***** Data provided

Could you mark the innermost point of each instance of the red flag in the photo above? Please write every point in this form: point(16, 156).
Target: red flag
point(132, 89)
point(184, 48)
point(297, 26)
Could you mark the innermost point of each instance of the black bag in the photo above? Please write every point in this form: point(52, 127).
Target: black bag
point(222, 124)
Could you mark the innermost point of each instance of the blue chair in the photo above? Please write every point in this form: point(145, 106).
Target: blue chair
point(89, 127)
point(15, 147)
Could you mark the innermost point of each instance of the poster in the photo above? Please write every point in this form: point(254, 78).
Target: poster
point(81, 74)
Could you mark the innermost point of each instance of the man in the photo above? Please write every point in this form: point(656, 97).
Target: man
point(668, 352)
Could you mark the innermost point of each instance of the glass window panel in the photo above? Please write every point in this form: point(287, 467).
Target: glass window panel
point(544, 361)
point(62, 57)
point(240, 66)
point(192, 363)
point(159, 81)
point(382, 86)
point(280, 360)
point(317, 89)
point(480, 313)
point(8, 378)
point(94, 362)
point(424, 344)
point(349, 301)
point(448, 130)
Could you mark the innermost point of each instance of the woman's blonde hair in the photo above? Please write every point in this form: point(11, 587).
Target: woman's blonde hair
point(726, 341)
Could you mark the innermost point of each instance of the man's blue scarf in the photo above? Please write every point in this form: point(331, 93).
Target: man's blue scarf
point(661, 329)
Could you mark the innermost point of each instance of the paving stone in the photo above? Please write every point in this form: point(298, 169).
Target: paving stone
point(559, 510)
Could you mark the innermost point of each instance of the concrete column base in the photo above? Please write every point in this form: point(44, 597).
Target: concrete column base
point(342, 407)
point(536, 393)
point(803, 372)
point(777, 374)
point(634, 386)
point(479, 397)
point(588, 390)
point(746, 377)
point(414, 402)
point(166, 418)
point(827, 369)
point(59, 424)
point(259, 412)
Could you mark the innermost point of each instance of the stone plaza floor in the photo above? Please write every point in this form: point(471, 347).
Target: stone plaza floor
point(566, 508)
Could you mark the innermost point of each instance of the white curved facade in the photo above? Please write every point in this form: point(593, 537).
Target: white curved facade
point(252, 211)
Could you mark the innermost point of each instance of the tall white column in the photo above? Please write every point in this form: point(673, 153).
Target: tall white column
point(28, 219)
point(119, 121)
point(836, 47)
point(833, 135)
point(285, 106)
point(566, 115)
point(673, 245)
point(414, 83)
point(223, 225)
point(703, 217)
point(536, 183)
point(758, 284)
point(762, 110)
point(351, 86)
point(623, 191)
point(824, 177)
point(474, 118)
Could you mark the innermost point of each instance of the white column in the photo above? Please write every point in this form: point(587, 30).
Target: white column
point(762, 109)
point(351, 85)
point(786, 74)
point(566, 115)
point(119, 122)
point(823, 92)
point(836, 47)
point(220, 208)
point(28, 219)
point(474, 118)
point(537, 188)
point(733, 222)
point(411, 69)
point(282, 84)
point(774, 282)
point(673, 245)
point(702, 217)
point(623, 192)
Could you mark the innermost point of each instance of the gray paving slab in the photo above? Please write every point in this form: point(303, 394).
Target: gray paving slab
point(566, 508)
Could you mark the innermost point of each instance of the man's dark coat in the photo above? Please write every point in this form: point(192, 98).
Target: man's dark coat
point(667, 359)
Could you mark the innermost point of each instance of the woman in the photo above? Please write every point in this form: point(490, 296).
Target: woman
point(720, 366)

**********

The request: Write out the listing above again, switching "innermost" to "central" and leaving everything else as it is.

Answer for the task:
Could you mark the central point of each instance of the red flag in the photo above? Please write every point in this form: point(16, 156).
Target: red flag
point(132, 89)
point(184, 48)
point(297, 26)
Could you mark the central point of each instance of the black bag in the photo above? Please write every point in this form: point(52, 127).
Target: black bag
point(222, 124)
Could you mark the central point of each instance of the blue chair in the photo above? Please write every point in this form: point(145, 106).
Target: blue chair
point(89, 127)
point(15, 147)
Could you mark the central point of each instance of the poster in the photo above? Please write every point in this form: point(254, 78).
Target: poster
point(81, 74)
Could you mark the central point of each instance of the man in the photo above? Please write every point in this form: point(656, 97).
Target: man
point(668, 352)
Could you mark the central point of each instance of the glass window panel in the photo above? Please write every point in this form: point(287, 467).
Target: glass window panel
point(544, 361)
point(62, 57)
point(240, 66)
point(192, 363)
point(159, 81)
point(382, 86)
point(280, 360)
point(317, 89)
point(480, 313)
point(8, 378)
point(94, 362)
point(424, 344)
point(349, 301)
point(448, 130)
Could you mark the central point of each instance of the woman's blonde hair in the photo above? Please write every point in this form: point(11, 587).
Target: woman's blonde hair
point(726, 341)
Could you mark the central point of each instance of the man's blue scarf in the photo above? Please write every point in this form: point(331, 93).
Target: man's blue scarf
point(661, 329)
Could you mark the central point of each instance of the paving stone in the photo above? Please write every point in this form: point(298, 169).
Target: paving stone
point(559, 510)
Could you mark the central point of each instance of the concrete column base in the photo above? Please write every point in this form: point(44, 597).
Target: concrete column base
point(342, 407)
point(536, 393)
point(803, 372)
point(777, 374)
point(634, 386)
point(479, 397)
point(588, 390)
point(746, 377)
point(414, 402)
point(166, 418)
point(827, 369)
point(59, 424)
point(259, 412)
Could you mark the central point of each instance of the stone plaza floor in the photo above? Please write every point in this form: point(471, 347).
Target: stone plaza floor
point(566, 508)
Could you mark the central point of each instance of the white curved facade in the photo above? Please write every point in this form: point(593, 537).
Target: white curved facade
point(252, 211)
Could you mark the central point of each instance of the tall white column in the photo above? Please write every point in this form: point(673, 153).
Target: tall white column
point(28, 219)
point(119, 121)
point(836, 47)
point(833, 135)
point(285, 106)
point(566, 115)
point(673, 245)
point(414, 83)
point(223, 225)
point(703, 217)
point(536, 183)
point(758, 284)
point(762, 110)
point(351, 86)
point(623, 191)
point(824, 177)
point(474, 118)
Could you mark the central point of each instance of the white column in the photo above? Please write every point in this form: point(587, 30).
Target: white column
point(762, 109)
point(351, 85)
point(786, 74)
point(566, 115)
point(119, 122)
point(823, 92)
point(836, 47)
point(220, 208)
point(28, 219)
point(474, 118)
point(537, 188)
point(733, 222)
point(411, 69)
point(282, 84)
point(774, 282)
point(673, 245)
point(702, 217)
point(623, 192)
Could you mark the central point of each instance of the gray paving slab in the photo above? Please write every point in this form: point(303, 394).
Target: gray paving slab
point(566, 508)
Could you mark the central point of each instance of the man's dark coat in the photo above? Please write every point in this form: point(192, 98).
Target: man's dark coat
point(667, 359)
Could you mark the central point of each instance of the woman in the photo above? Please write every point in this form: point(490, 296).
Target: woman
point(720, 366)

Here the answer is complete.